* [Requirement]: Your answer should hold the data exactly as given, minus any picture.

[Data items]
*** Block opens ***

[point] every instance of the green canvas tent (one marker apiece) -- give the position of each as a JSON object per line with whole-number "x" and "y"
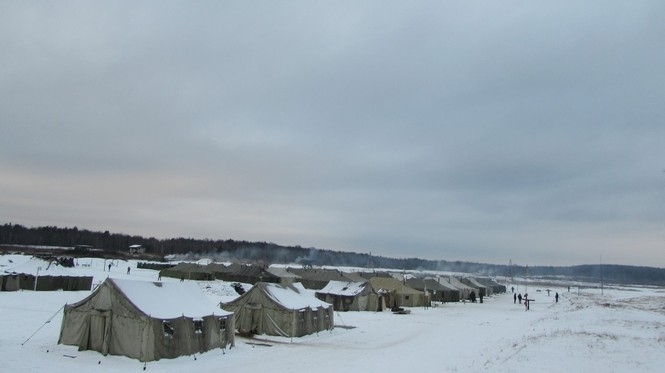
{"x": 281, "y": 310}
{"x": 146, "y": 320}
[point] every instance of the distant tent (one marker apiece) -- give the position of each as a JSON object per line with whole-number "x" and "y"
{"x": 470, "y": 281}
{"x": 493, "y": 285}
{"x": 465, "y": 290}
{"x": 397, "y": 294}
{"x": 317, "y": 278}
{"x": 439, "y": 292}
{"x": 351, "y": 296}
{"x": 41, "y": 275}
{"x": 188, "y": 271}
{"x": 146, "y": 320}
{"x": 285, "y": 277}
{"x": 248, "y": 274}
{"x": 281, "y": 310}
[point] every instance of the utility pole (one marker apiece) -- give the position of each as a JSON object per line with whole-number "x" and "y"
{"x": 601, "y": 274}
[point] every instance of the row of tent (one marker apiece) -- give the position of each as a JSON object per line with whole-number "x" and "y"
{"x": 413, "y": 292}
{"x": 41, "y": 275}
{"x": 153, "y": 320}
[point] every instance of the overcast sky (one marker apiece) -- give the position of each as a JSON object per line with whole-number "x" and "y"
{"x": 485, "y": 131}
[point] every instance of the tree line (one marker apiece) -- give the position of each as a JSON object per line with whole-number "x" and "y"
{"x": 268, "y": 252}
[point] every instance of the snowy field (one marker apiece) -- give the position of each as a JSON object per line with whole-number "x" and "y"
{"x": 621, "y": 330}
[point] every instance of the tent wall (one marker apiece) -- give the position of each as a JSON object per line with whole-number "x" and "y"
{"x": 257, "y": 313}
{"x": 107, "y": 322}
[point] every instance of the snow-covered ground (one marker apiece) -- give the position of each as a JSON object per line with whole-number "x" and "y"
{"x": 621, "y": 330}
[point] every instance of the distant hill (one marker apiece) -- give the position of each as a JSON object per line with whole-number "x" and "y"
{"x": 114, "y": 244}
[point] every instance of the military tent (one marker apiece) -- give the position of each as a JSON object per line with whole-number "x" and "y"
{"x": 281, "y": 310}
{"x": 470, "y": 281}
{"x": 188, "y": 271}
{"x": 465, "y": 290}
{"x": 247, "y": 274}
{"x": 397, "y": 294}
{"x": 439, "y": 292}
{"x": 146, "y": 320}
{"x": 317, "y": 278}
{"x": 351, "y": 296}
{"x": 42, "y": 275}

*** Block closes ***

* [Task result]:
[point] every instance of the green canvas tent (one marker apiece) -- give the position of each as a JSON object per line with whole-number "x" and "y"
{"x": 281, "y": 310}
{"x": 146, "y": 320}
[point] every instance of the distant tent (one marker apiece) -- give the position of each as a JSON object per line with whole-number "x" and "y"
{"x": 470, "y": 281}
{"x": 493, "y": 285}
{"x": 465, "y": 290}
{"x": 397, "y": 294}
{"x": 317, "y": 278}
{"x": 439, "y": 292}
{"x": 351, "y": 296}
{"x": 41, "y": 275}
{"x": 188, "y": 271}
{"x": 146, "y": 320}
{"x": 285, "y": 277}
{"x": 248, "y": 274}
{"x": 281, "y": 310}
[point] every instance of the utility pole (one marker apiece) -- give the position of each as a JSON object per line with whole-number "x" and "y"
{"x": 601, "y": 274}
[point] every instance of the row of tent (one marker apiece) -- give the position of each as a JSON object per line with whole-number "x" and "y"
{"x": 413, "y": 292}
{"x": 41, "y": 275}
{"x": 153, "y": 320}
[point] every instance of the overcast sky (one marker apiece) -- give the position of each as a JSON object per line with whole-number "x" and "y"
{"x": 485, "y": 131}
[point] every instance of the tree line (one marker apiece) -- give the position of each as a JSON object per line with whole-number "x" and "y"
{"x": 268, "y": 252}
[point] every instance of the snowy field (one marker apiece) -- give the position of each as a JSON object per line with whole-number "x" and "y"
{"x": 621, "y": 330}
[point] every instance of the tent wall (one marker apiece) -- give the position of each as a JSON object per line with whole-number "x" and "y"
{"x": 257, "y": 313}
{"x": 107, "y": 322}
[point] every instance of the snow-covered ground (one marker apiece) -- give the position of each as a JSON object per line with whole-number "x" and "y"
{"x": 621, "y": 330}
[point] every instance of the distant hill (one marker apiece) -- give the position of each as a JSON object per line with whole-number "x" and "y"
{"x": 114, "y": 244}
[point] every instance of the military tent (one marker apiece) -- give the position of each as a JSON object per line with whole-number "x" and "y"
{"x": 281, "y": 310}
{"x": 470, "y": 281}
{"x": 188, "y": 271}
{"x": 465, "y": 290}
{"x": 247, "y": 274}
{"x": 397, "y": 294}
{"x": 439, "y": 292}
{"x": 146, "y": 320}
{"x": 317, "y": 278}
{"x": 351, "y": 296}
{"x": 42, "y": 275}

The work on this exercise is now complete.